= Work item =
Retype the data that follows exactly. No pictures belong in the copy.

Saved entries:
——————————

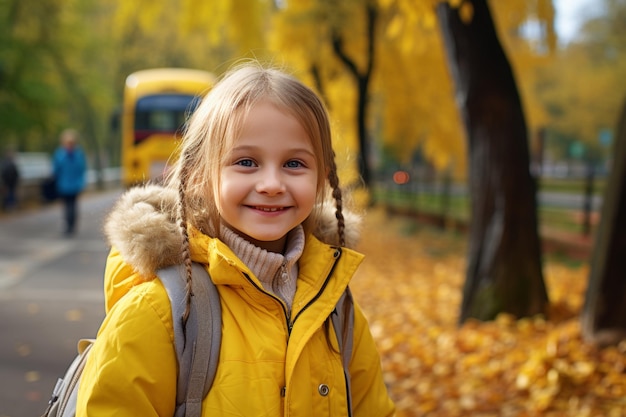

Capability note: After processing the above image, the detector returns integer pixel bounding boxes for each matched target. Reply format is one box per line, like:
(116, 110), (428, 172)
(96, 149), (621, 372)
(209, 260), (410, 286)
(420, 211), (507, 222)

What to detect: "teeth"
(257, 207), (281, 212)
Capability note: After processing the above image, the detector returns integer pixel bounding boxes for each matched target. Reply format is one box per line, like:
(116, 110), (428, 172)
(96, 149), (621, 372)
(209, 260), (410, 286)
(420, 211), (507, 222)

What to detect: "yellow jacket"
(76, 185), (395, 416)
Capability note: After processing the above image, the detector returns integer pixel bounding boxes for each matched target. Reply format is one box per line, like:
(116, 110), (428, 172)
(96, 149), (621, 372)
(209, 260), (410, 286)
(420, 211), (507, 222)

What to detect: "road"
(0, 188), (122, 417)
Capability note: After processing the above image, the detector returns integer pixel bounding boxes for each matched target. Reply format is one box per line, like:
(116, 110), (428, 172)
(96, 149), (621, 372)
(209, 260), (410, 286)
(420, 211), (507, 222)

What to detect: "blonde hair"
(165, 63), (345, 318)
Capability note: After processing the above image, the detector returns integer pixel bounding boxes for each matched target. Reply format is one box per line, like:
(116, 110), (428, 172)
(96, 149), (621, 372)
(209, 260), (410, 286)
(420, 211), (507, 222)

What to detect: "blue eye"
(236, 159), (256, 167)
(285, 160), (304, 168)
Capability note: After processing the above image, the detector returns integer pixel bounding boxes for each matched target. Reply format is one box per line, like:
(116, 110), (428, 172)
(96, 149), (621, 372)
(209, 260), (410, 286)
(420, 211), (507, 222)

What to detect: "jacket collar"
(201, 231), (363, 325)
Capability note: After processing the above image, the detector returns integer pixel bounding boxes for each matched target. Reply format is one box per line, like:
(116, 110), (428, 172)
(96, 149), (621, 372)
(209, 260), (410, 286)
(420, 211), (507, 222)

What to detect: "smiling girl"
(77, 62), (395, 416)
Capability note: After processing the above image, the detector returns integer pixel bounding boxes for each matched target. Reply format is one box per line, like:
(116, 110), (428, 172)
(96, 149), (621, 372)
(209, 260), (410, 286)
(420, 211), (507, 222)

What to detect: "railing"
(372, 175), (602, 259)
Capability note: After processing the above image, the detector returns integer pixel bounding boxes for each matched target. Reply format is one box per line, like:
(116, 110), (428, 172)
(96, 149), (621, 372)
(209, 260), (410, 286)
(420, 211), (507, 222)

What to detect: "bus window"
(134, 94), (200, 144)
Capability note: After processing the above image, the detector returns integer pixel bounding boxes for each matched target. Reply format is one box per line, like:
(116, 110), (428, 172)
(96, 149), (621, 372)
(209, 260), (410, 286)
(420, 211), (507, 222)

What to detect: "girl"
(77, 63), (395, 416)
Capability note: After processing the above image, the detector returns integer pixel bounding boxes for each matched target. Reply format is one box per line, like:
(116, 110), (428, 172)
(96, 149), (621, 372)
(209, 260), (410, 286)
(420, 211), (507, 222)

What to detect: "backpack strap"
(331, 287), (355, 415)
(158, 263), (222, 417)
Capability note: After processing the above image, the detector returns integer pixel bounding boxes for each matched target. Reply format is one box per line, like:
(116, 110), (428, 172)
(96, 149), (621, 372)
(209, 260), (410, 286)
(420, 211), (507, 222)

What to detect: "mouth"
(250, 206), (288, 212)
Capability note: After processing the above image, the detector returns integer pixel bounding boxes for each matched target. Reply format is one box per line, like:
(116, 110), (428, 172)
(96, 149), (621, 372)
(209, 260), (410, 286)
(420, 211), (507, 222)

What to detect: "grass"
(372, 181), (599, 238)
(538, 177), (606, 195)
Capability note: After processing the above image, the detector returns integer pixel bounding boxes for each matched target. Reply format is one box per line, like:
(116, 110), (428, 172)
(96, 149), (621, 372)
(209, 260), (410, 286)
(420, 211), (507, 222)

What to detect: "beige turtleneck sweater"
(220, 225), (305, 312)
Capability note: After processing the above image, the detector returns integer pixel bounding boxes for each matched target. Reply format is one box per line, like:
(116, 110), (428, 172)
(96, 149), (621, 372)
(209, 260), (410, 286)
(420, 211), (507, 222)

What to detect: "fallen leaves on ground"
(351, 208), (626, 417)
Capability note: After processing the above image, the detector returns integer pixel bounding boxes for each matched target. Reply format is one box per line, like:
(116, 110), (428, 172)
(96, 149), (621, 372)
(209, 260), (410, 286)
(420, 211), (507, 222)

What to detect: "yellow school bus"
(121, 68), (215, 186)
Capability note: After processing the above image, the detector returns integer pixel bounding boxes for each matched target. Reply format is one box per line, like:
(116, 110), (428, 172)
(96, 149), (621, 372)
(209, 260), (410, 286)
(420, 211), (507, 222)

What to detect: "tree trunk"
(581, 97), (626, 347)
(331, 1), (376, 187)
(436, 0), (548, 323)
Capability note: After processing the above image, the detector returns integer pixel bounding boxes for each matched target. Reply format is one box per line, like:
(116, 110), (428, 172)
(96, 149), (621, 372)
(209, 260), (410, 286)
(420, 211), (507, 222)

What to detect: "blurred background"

——————————

= Completed exercise =
Capability note: After processing the above image, the detector returns integer pixel bounding boxes for each matched target. Reply format is one box per line, like:
(116, 110), (428, 172)
(96, 149), (621, 372)
(209, 260), (410, 286)
(420, 211), (507, 222)

What to detect: "teeth"
(257, 207), (281, 212)
Capability note: After processing the above image, the detector returns integer pixel bounding boxes for each matched target. Reply format is one box per line, like:
(116, 110), (428, 172)
(96, 149), (621, 372)
(209, 260), (410, 286)
(420, 211), (507, 222)

What to detect: "yellow jacket"
(76, 185), (395, 416)
Capability note: After processing the above image, the detector returns integer pixel bounding boxes for each matched target. Reply format is one box per line, like:
(116, 110), (428, 172)
(96, 149), (621, 372)
(209, 260), (410, 286)
(420, 211), (507, 222)

What to detect: "road"
(0, 188), (122, 417)
Capability note: After processing the above image, the detector returns integer pixel bounding boxes for each matched target. Reply format is one box per line, like:
(116, 110), (428, 172)
(96, 149), (621, 372)
(209, 260), (410, 286)
(420, 211), (507, 222)

What to detect: "blonde hair"
(165, 63), (345, 318)
Capability note: After processing the above image, the detector returns integer pixel bounding boxes for each matched target. Reply format is one box per line, like:
(116, 110), (428, 172)
(96, 149), (621, 372)
(209, 260), (410, 286)
(420, 211), (507, 222)

What to detect: "blue eye"
(236, 159), (256, 167)
(285, 160), (304, 168)
Capability note: After processing the above image, the detector returns integer pixel bounding boxes for each matched target. Reply format is one box per line, like:
(116, 110), (428, 172)
(96, 149), (621, 372)
(209, 260), (410, 286)
(420, 211), (507, 222)

What to detect: "jacket collar"
(201, 231), (363, 325)
Capability note: After processing the above image, the detector returns integer pixel bounding boxes for each matched target. Reply format is one box per line, like:
(116, 110), (428, 172)
(96, 149), (621, 372)
(209, 260), (410, 286)
(420, 211), (507, 222)

What to detect: "smiling girl"
(77, 62), (395, 416)
Capability note: After processing the above image, the detector returns integer pixel bounding boxes for each matched target. Reply format is one box per line, like:
(116, 110), (428, 172)
(96, 149), (621, 372)
(209, 260), (410, 286)
(420, 211), (507, 222)

What to detect: "railing"
(372, 175), (602, 259)
Capability note: After processing the above image, the detector returns integer pixel bounding boxes for each matched target. Reply format is one box per line, like:
(116, 110), (428, 172)
(96, 149), (621, 372)
(209, 260), (410, 286)
(420, 211), (507, 222)

What to detect: "bus window"
(134, 94), (200, 144)
Capability note: After processing the above image, the detector returns integer pixel bounding boxes for each matched target. Reply format is one box per line, like:
(116, 110), (428, 172)
(96, 149), (621, 372)
(209, 260), (410, 286)
(420, 211), (507, 222)

What to detect: "girl"
(77, 63), (395, 416)
Capability note: After processing the above image, the detector returns integer pixel bounding boxes for each matched target. Reply format is one box per line, like:
(116, 110), (428, 172)
(96, 149), (621, 372)
(209, 260), (410, 286)
(420, 211), (507, 222)

What to detect: "backpack strap"
(331, 287), (355, 415)
(158, 263), (222, 417)
Capability note: After processing the above image, the detector returns integer pixel bounding boxes for each matched target. Reply format is one box per line, like:
(116, 110), (428, 172)
(96, 149), (621, 372)
(209, 260), (410, 286)
(420, 211), (507, 222)

What to detect: "mouth"
(250, 206), (288, 212)
Capability note: After processing the above image, the detector returns integer pixel bounding boxes for each matched target. Reply format is one box per line, like:
(116, 110), (428, 172)
(96, 149), (621, 372)
(209, 260), (410, 286)
(420, 211), (507, 222)

What to detect: "grass"
(372, 181), (599, 238)
(538, 177), (606, 195)
Capability note: After processing the above image, the detector returns integer pixel bounding boxes for each matched target. Reply format is one box per line, like:
(116, 110), (428, 172)
(96, 149), (621, 372)
(209, 260), (410, 286)
(420, 211), (507, 222)

What to detect: "beige turtleneck sweater"
(220, 225), (305, 312)
Capability note: After processing the above image, the detector returns integer pixel bounding boxes for each matched target. Reply format is one box per line, like:
(116, 110), (428, 172)
(96, 149), (621, 372)
(209, 260), (410, 286)
(420, 211), (507, 222)

What to detect: "fallen leaves on ground"
(351, 208), (626, 417)
Capability note: After processing the above image, the detector returns integer pixel bounding boxes for each matched target. Reply format is one box per line, like:
(116, 110), (428, 172)
(96, 149), (621, 372)
(209, 260), (410, 286)
(420, 211), (507, 222)

What to detect: "yellow school bus"
(121, 68), (215, 186)
Capability note: After processing the above image, the detector returns integer pixel bounding boxes for each matched target. Reply format is one box per line, like:
(116, 110), (428, 172)
(96, 149), (621, 372)
(209, 260), (410, 286)
(420, 211), (507, 222)

What to detect: "tree trunk"
(581, 97), (626, 347)
(331, 1), (376, 187)
(436, 0), (548, 323)
Capability note: After processing the above image, the detector returns integer pixel bounding boxes for each matched target. Reply format is one box per line, like:
(116, 110), (428, 172)
(96, 149), (621, 372)
(209, 260), (410, 286)
(420, 211), (507, 222)

What to detect: "blurred background"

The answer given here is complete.